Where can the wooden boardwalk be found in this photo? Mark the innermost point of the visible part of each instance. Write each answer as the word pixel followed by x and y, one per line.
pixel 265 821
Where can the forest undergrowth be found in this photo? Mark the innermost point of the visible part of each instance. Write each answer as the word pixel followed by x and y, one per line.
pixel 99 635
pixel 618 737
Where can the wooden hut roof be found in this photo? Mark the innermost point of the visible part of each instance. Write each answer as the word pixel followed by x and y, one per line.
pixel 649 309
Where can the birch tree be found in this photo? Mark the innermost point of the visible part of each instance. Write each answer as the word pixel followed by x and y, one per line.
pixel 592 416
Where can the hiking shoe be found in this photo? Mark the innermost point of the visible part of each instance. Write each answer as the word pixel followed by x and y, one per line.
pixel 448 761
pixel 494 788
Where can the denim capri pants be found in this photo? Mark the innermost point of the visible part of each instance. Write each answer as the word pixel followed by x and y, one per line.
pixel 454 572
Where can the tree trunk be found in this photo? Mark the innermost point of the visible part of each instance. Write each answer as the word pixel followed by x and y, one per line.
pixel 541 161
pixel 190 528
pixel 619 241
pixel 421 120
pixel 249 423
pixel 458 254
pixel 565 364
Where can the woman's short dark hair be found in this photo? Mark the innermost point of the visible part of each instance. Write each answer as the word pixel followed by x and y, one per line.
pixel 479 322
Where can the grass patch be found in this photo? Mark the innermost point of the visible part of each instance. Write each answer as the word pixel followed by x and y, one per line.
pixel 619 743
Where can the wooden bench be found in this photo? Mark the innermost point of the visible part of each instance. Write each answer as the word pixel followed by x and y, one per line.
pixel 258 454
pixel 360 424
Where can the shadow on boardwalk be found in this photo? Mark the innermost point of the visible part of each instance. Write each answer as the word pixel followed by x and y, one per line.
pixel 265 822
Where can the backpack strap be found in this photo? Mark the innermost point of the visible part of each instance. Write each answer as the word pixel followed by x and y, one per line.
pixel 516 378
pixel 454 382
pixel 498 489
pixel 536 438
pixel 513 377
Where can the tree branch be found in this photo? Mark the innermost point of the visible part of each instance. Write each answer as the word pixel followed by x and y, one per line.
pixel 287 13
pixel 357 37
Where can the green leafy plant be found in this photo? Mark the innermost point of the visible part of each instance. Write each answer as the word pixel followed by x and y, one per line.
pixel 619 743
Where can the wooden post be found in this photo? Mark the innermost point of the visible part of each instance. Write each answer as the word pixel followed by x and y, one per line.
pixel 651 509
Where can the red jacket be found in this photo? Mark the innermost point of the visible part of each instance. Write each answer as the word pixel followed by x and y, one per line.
════════════════════
#### EXERCISE PROMPT:
Write out the data above again, word for word.

#### TASK RESULT:
Where can the wooden boardwalk be found in this photo? Mark the innermost point of the visible part of each instance. Write each answer as the word pixel followed by x and y, one per line.
pixel 265 821
Where can the forest undergrowth be found in this photo? Mark the innermost point of the visible part of each instance. Write each answer as the word pixel followed by x and y, one per line.
pixel 99 635
pixel 618 737
Where can the wooden hut roof be found in this photo? Mark the innermost point of the visible part of each instance. Write each answer as the word pixel followed by x and y, one per line.
pixel 649 309
Where can the birch tree be found in this photo? Mark the innermost point of the visible part of each instance. Write each answer as the word pixel followed by x and y, one per line.
pixel 592 416
Where can the hiking shoe be found in this photo? Mark the innermost point of the visible part of each instance. Write each answer as the word pixel followed by x and y, one per line.
pixel 448 761
pixel 494 788
Where can the denim capri pants be found in this photo? Mark the innermost point of the visible part of each instance. Write each answer as the word pixel followed by x and y, one per line.
pixel 454 572
Where can the tree trunk be found in this photo? Mark the innermost point of the visible part of each instance. Write each answer as the word pixel followed by x and y, one per line.
pixel 541 161
pixel 190 528
pixel 619 241
pixel 421 120
pixel 249 423
pixel 458 254
pixel 565 364
Where can the woman's short dark hair be found in this photo? Mark the innermost point of the visible part of each instance. Write each answer as the word pixel followed by x and y, one per line.
pixel 479 322
Where can the grass patch be found in this photo? Mark the innermost point of the visible part of each instance. Write each answer as the word pixel followed by x and y, one per line.
pixel 619 743
Where can the wooden bench be found in this photo? Mark the innermost point of the visible part of each instance. Write each answer as the word pixel followed by x and y, one per line.
pixel 258 454
pixel 360 424
Where can the shadow on boardwalk be found in this photo? Mark the innermost point of the visible part of each instance. Write each answer as the word pixel followed by x and y, one per line.
pixel 265 822
Where can the backpack strap be found in this photo? Mark the innermost point of the visible part of each instance. Write each answer as the word pixel followed by x and y, one per line.
pixel 516 378
pixel 454 382
pixel 498 489
pixel 536 438
pixel 513 377
Where can the tree branch be found in this photo? Mark the innermost point of the visible part of each instance. Write each answer as the word pixel followed by x and y, one per line.
pixel 287 13
pixel 357 37
Where can the green leafy plant be found in this photo? Mark the innermost point of the visible part of each instance. Write each answer as the word pixel followed by x and y, one per line.
pixel 619 743
Where can the wooden post be found in this photo? Mark the innermost point of the visible part of each instance. Write each answer as the word pixel followed by x and y, one per line.
pixel 651 509
Where can the red jacket be found in this photo? Mark the innermost point of the visible part of each instance. Write each answer as the word pixel followed by x and y, one per line.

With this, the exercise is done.